***** Excerpted records
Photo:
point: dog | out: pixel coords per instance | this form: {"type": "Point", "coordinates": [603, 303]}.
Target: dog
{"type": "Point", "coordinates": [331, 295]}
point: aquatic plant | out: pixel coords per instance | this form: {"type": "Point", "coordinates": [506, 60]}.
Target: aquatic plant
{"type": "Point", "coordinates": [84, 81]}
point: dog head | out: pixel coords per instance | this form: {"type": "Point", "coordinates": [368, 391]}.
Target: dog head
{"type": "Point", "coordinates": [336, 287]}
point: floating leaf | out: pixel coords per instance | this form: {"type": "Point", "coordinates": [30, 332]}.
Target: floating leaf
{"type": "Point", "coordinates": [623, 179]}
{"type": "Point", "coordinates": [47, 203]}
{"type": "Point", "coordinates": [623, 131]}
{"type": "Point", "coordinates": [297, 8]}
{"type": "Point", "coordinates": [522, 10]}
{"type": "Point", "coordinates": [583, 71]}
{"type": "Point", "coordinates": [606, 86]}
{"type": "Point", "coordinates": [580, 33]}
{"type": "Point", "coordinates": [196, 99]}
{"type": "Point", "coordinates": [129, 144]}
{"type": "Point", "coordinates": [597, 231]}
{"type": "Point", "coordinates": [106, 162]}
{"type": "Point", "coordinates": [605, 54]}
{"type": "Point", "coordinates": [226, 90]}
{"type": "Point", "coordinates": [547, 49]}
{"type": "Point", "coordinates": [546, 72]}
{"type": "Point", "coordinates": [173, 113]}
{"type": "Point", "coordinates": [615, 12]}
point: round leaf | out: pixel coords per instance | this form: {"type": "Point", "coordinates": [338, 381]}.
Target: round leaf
**********
◆ Stated problem: Present every line of the records above as a numbered list, omitting any blank lines.

◆ Exercise response:
1. Photo:
2. point: dog | out: pixel coords per instance | this form: {"type": "Point", "coordinates": [603, 303]}.
3. Target: dog
4. {"type": "Point", "coordinates": [331, 295]}
5. point: aquatic plant | out: pixel coords per instance | this form: {"type": "Point", "coordinates": [506, 60]}.
6. Target: aquatic plant
7. {"type": "Point", "coordinates": [84, 81]}
8. point: dog head | out: pixel coords per instance | this form: {"type": "Point", "coordinates": [368, 391]}.
9. Target: dog head
10. {"type": "Point", "coordinates": [336, 287]}
11. point: floating leaf | out: pixel coords per instance | this form: {"type": "Point", "coordinates": [30, 332]}.
12. Target: floating leaf
13. {"type": "Point", "coordinates": [623, 179]}
14. {"type": "Point", "coordinates": [47, 203]}
15. {"type": "Point", "coordinates": [623, 131]}
16. {"type": "Point", "coordinates": [297, 8]}
17. {"type": "Point", "coordinates": [522, 10]}
18. {"type": "Point", "coordinates": [583, 71]}
19. {"type": "Point", "coordinates": [606, 86]}
20. {"type": "Point", "coordinates": [580, 33]}
21. {"type": "Point", "coordinates": [196, 99]}
22. {"type": "Point", "coordinates": [129, 144]}
23. {"type": "Point", "coordinates": [597, 231]}
24. {"type": "Point", "coordinates": [106, 162]}
25. {"type": "Point", "coordinates": [605, 54]}
26. {"type": "Point", "coordinates": [226, 90]}
27. {"type": "Point", "coordinates": [547, 49]}
28. {"type": "Point", "coordinates": [546, 72]}
29. {"type": "Point", "coordinates": [173, 113]}
30. {"type": "Point", "coordinates": [615, 12]}
31. point: round leaf | out: pixel coords per instance | this form: {"type": "Point", "coordinates": [338, 381]}.
32. Target: round leaf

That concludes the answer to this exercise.